*Your goal:*
Could you copy the data below, from the line containing "Tag parked car in the picture below." through the line containing "449 317 481 336", keeping the lines unchanged and leaving out the pictures?
START Task input
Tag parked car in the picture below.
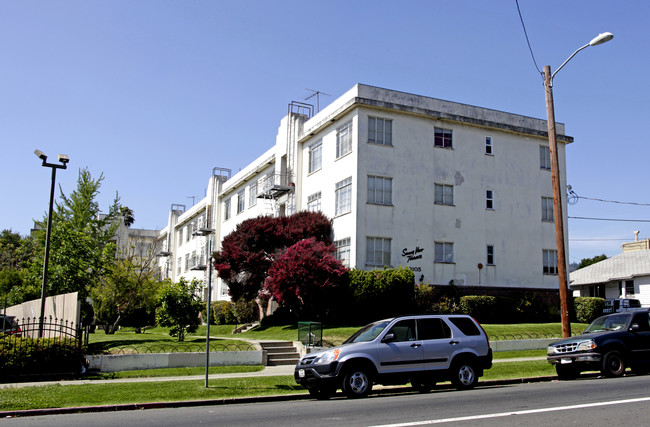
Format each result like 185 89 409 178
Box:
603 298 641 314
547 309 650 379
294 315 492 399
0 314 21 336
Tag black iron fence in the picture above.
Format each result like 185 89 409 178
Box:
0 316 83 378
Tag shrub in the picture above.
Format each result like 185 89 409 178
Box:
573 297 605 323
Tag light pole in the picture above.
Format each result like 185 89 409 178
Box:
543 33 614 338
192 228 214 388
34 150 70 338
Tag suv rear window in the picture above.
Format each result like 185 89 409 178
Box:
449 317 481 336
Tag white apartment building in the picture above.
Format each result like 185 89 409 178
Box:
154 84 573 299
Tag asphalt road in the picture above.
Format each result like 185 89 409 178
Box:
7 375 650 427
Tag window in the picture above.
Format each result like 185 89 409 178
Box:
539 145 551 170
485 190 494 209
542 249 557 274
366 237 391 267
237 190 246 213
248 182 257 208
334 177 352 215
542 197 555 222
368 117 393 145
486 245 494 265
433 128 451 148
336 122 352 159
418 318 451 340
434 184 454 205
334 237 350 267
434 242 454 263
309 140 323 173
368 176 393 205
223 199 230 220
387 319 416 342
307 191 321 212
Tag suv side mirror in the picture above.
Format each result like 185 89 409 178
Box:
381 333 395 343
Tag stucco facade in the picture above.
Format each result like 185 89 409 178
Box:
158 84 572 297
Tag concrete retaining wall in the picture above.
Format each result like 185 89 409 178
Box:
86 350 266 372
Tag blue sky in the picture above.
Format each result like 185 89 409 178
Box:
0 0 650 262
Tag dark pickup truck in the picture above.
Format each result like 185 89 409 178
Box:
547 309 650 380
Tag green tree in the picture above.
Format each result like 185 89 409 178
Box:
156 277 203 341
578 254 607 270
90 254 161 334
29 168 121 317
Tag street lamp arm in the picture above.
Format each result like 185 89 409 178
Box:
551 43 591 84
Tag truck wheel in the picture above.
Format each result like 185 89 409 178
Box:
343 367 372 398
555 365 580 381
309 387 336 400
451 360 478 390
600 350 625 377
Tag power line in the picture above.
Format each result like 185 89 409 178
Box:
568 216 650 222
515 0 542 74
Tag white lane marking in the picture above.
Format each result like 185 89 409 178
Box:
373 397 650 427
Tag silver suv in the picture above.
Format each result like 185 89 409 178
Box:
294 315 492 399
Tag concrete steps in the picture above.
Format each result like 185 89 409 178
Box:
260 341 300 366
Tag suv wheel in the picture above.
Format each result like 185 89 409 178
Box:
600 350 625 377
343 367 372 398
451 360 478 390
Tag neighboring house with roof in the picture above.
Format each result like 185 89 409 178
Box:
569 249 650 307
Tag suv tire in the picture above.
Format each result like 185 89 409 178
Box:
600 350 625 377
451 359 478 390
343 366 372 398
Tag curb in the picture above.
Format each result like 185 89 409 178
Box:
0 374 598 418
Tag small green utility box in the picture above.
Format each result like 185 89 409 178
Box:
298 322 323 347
END Task input
START Task input
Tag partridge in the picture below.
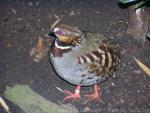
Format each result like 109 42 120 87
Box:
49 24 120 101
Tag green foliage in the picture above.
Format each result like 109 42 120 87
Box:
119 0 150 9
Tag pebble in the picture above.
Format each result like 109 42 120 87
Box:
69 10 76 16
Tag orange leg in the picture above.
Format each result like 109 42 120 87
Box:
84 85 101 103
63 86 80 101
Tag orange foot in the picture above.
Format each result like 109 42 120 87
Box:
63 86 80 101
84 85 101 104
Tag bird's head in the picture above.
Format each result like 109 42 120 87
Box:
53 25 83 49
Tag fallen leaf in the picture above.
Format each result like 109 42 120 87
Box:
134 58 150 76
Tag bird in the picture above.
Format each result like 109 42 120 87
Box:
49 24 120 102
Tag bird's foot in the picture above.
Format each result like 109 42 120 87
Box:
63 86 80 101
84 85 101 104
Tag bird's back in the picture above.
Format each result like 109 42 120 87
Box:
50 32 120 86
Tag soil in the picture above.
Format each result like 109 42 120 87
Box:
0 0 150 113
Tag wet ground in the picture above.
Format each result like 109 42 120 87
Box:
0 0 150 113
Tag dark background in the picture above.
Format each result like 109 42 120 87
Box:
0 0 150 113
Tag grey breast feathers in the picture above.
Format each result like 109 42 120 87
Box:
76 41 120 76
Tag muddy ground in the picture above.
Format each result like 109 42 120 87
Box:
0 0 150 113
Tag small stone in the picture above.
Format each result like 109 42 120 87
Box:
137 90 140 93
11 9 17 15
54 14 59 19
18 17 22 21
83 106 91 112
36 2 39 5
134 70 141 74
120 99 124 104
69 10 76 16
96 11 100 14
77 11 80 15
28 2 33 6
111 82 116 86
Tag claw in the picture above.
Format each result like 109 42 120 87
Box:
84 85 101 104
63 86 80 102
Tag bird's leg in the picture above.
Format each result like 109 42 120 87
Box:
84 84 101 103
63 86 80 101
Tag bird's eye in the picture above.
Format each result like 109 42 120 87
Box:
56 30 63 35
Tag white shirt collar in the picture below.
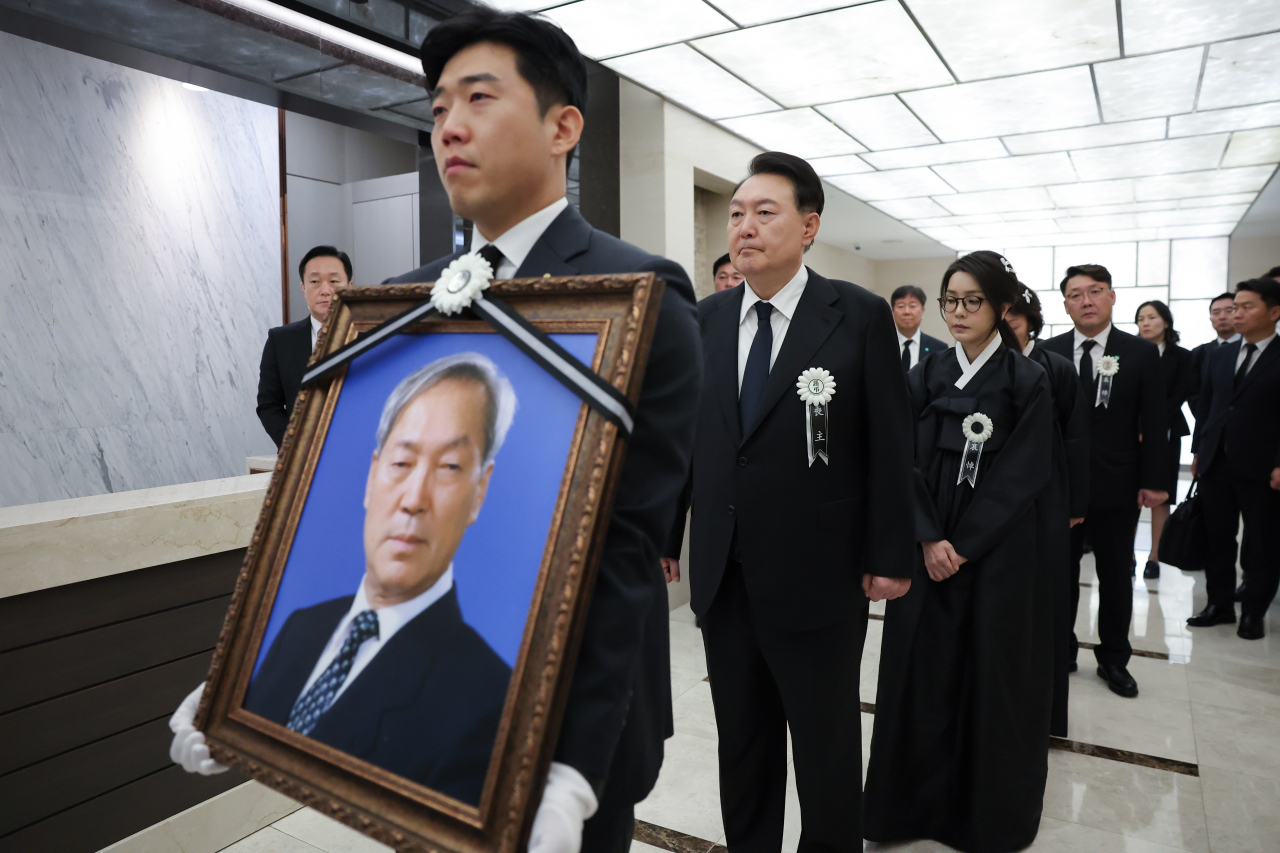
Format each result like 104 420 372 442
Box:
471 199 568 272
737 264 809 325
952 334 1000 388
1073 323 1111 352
END Task input
START Task input
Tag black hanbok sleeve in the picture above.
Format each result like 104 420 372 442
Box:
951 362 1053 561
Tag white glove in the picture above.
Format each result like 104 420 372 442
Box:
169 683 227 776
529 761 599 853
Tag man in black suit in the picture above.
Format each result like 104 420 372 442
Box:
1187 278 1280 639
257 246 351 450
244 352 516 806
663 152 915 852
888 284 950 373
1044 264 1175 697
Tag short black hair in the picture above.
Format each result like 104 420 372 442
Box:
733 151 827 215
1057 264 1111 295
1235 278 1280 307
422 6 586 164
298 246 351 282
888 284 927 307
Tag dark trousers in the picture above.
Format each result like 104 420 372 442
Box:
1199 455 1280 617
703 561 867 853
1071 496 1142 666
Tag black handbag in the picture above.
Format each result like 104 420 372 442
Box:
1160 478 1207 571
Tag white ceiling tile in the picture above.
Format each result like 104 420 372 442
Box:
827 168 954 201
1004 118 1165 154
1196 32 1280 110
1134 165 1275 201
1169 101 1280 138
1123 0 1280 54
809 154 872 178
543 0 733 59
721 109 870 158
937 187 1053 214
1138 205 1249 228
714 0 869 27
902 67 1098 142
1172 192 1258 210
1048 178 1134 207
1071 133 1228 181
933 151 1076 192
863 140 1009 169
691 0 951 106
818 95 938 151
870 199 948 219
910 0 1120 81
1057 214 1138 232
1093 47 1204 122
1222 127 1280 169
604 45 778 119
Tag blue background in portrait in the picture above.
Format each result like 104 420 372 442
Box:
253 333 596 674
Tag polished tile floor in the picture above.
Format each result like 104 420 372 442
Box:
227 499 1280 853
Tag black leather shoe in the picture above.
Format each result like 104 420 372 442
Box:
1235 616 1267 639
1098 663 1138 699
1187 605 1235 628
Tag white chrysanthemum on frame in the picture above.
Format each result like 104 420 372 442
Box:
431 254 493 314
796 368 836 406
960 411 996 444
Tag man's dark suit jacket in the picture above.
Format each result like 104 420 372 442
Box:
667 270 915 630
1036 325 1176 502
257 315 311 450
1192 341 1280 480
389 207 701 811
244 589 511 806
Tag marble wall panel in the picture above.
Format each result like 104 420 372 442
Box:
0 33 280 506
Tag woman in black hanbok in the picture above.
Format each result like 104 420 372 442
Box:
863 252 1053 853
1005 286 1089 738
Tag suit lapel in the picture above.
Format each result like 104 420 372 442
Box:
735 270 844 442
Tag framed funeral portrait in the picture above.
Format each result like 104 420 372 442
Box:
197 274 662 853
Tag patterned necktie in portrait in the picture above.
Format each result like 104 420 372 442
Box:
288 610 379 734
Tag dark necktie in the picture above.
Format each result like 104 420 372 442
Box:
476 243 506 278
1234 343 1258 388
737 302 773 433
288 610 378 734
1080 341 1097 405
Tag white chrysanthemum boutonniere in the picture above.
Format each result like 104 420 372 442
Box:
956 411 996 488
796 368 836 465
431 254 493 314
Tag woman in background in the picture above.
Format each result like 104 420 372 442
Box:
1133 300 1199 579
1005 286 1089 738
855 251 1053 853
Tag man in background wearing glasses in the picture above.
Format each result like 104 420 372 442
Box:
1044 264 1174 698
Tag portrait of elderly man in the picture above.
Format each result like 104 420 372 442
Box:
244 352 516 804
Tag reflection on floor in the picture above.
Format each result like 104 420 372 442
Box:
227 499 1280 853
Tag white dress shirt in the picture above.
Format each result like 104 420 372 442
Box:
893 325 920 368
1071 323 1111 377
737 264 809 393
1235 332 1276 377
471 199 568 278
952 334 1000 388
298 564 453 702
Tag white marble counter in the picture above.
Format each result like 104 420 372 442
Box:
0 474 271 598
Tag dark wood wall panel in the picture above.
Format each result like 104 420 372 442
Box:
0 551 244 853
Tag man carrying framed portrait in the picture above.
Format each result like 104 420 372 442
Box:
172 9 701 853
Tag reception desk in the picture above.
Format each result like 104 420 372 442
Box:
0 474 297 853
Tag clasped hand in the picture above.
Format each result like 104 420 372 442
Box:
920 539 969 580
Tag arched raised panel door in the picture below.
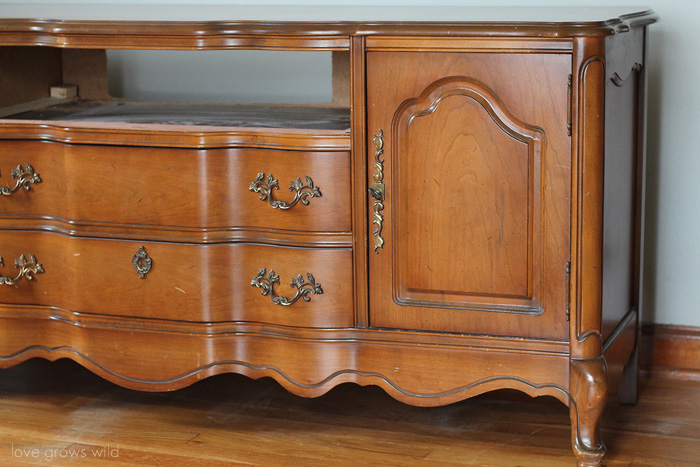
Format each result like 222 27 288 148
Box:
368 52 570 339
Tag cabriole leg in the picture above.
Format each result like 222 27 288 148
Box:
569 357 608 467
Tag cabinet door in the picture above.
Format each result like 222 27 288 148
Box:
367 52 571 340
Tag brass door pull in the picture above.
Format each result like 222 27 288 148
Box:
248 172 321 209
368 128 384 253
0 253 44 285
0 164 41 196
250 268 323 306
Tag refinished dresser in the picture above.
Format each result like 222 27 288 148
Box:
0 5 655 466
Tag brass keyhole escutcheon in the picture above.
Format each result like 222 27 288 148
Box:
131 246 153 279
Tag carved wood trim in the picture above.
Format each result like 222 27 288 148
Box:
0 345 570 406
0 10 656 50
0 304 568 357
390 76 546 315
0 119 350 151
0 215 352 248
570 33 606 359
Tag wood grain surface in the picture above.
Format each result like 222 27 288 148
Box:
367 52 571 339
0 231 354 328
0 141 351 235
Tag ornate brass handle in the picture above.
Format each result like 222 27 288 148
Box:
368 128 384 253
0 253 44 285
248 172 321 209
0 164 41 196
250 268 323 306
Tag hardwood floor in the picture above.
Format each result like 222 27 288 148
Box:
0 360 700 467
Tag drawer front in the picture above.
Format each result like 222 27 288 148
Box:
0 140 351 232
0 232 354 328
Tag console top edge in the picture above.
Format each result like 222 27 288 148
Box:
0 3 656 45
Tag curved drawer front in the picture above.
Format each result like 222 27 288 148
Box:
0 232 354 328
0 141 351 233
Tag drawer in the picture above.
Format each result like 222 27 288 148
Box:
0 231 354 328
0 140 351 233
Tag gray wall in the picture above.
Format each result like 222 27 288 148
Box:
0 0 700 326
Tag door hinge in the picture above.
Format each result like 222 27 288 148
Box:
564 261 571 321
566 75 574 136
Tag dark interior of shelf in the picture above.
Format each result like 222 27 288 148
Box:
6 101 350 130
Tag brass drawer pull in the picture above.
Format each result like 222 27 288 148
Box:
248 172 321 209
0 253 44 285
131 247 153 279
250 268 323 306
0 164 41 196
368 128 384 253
END Task input
*Output of the task:*
Tag parked car in the picture below.
Format each result like 185 89 409 178
Box:
603 298 641 314
547 309 650 379
294 315 492 399
0 314 21 336
Tag black iron fence in the picture above.
Format each result like 185 89 409 178
Box:
0 316 83 378
Tag shrub in the picture above.
Format each result like 185 89 409 178
Box:
573 297 605 323
Tag light pole in the picture above.
Format each result like 185 89 409 178
Box:
543 33 614 338
192 228 214 388
34 150 70 338
Tag suv rear window in the picture above.
Format each result like 185 89 409 178
Box:
449 317 481 336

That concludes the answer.